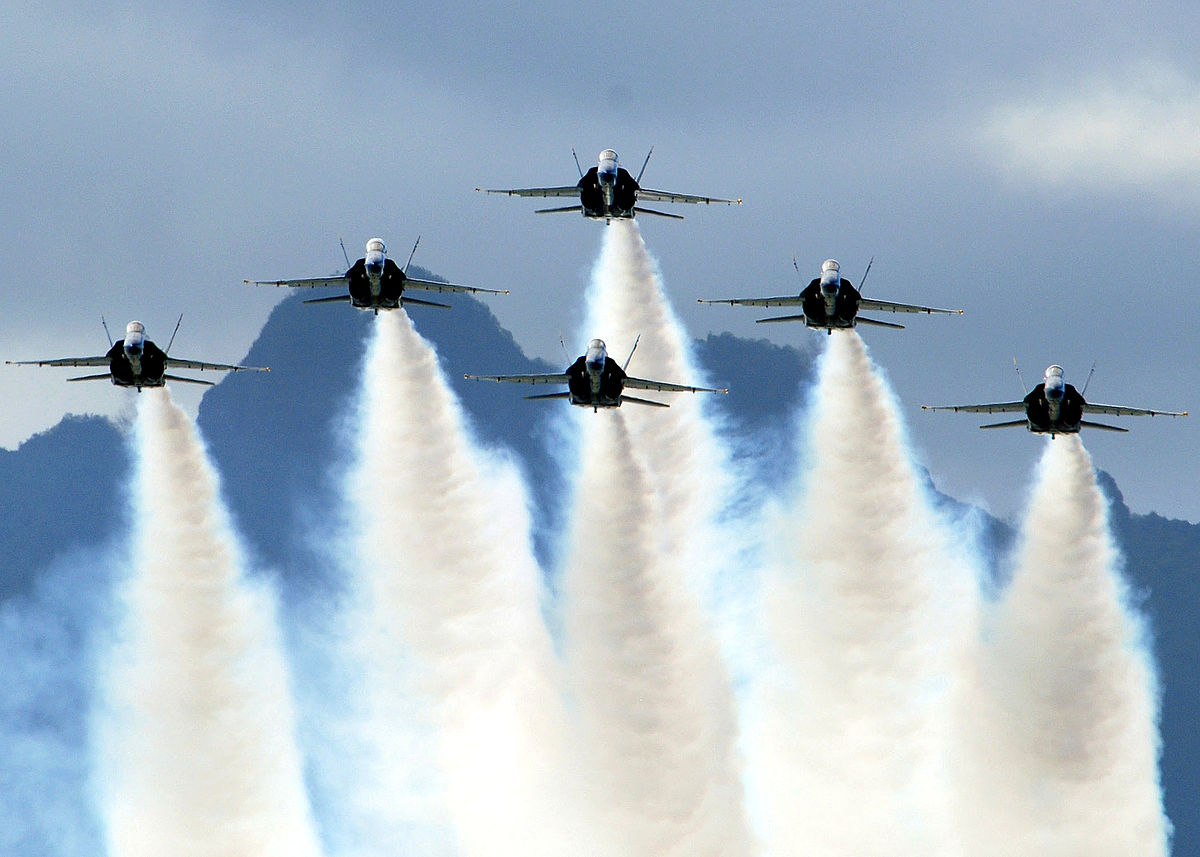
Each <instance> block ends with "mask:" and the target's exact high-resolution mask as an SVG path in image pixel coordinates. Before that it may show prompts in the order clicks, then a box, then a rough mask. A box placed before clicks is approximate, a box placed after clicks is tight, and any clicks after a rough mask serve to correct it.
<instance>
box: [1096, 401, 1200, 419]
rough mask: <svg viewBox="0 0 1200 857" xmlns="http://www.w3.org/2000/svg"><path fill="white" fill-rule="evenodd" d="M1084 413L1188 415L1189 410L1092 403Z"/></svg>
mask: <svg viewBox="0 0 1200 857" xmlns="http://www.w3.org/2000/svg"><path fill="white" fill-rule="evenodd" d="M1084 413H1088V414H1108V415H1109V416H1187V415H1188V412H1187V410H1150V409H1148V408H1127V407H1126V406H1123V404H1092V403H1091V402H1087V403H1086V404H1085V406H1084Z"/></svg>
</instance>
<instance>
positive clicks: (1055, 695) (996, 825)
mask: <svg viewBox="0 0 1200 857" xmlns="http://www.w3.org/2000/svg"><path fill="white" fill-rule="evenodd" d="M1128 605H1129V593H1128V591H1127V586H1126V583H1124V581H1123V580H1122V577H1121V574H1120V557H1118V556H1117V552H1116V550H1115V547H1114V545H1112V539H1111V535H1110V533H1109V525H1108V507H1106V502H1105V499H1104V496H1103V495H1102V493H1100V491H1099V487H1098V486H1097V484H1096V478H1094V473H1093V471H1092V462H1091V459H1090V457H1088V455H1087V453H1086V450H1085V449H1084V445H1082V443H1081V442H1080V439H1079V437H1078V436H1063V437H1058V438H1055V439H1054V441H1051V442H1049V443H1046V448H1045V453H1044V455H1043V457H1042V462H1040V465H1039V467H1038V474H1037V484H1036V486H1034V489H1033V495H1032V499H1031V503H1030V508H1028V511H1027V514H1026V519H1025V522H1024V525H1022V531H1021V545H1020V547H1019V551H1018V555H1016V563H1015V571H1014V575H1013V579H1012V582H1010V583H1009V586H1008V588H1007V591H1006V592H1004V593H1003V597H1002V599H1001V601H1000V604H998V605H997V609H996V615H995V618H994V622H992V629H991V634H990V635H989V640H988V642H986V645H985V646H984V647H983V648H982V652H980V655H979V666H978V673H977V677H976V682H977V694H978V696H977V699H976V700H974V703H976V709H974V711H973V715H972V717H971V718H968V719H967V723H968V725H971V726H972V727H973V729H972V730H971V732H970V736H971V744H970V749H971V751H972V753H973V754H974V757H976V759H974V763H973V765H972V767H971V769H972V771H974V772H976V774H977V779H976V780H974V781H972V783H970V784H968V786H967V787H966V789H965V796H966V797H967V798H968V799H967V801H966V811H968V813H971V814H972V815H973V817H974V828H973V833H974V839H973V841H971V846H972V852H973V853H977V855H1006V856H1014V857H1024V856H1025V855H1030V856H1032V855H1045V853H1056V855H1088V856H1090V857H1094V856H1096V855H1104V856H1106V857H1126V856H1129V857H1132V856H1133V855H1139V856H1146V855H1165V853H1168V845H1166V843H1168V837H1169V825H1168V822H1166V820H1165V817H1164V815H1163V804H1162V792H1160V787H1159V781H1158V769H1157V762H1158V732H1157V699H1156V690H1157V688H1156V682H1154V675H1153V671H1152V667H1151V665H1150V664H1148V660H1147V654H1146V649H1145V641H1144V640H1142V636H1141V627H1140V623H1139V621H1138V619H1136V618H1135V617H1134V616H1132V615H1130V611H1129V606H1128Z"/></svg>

○ ○ ○ ○ ○

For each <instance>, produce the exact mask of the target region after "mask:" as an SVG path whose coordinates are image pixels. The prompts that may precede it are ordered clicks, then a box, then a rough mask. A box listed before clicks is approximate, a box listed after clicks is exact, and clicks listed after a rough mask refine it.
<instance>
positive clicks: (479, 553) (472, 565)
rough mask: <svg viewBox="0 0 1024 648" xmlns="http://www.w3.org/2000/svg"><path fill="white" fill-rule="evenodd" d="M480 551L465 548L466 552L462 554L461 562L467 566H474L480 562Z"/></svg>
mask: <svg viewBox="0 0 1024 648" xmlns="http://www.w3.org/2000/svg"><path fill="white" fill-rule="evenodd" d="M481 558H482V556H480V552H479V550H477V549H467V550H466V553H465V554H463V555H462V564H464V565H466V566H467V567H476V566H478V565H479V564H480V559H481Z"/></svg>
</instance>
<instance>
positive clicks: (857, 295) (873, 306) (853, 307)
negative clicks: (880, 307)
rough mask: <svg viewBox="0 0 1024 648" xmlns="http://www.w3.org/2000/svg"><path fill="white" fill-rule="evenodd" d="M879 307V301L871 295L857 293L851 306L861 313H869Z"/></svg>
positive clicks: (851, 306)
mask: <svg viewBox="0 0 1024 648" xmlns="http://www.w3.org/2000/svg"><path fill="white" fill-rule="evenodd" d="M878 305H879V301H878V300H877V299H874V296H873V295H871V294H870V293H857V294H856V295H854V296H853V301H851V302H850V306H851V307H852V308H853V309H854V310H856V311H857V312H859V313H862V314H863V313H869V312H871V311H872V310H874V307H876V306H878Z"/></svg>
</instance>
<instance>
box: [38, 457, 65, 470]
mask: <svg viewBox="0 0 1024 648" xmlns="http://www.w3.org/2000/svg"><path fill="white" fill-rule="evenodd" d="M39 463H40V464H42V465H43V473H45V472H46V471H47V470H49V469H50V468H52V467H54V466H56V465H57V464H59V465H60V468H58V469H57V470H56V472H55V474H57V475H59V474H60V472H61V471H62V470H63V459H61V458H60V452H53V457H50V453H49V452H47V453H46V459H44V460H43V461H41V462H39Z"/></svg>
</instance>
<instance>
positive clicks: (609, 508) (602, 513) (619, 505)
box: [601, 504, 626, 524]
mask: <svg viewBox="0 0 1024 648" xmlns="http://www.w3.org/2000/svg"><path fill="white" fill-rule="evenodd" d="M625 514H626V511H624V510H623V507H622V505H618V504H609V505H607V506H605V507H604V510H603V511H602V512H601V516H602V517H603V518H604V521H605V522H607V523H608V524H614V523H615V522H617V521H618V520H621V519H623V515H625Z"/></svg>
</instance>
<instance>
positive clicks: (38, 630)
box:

○ ○ ○ ○ ○

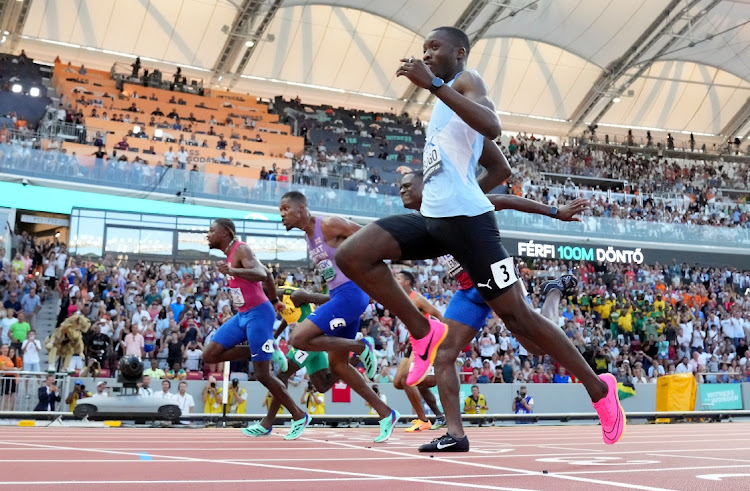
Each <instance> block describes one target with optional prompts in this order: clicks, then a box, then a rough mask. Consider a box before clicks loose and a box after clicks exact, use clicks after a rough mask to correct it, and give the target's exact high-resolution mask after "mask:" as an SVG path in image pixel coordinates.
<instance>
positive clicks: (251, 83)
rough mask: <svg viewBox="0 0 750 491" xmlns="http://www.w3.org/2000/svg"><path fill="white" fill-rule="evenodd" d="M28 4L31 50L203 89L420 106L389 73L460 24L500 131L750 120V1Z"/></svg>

○ ○ ○ ○ ○

Exercise description: Show every line in the records above that contains the word "correct", reproducing each line in full.

Written reply:
Each <instance> block ends with "mask:" and the target's exact high-resolution mask as an SVG path in image pixel coordinates. Before that it may show prompts in the order clicks, then a box, then a rough mask. A box placed before clicks is approximate, a box placed after clicks is tight, and any clicks after a rough mask serve to correct it.
Each <instance> block describes one target with optional prompts in this order: clicks, then a box, then a rough mask. Consider a box before clicks loose and a box after clicks exact, use clicks after a rough mask to correct it, and give the target's exact high-resolution mask after "mask:" as an SVG path in image pixel coordinates.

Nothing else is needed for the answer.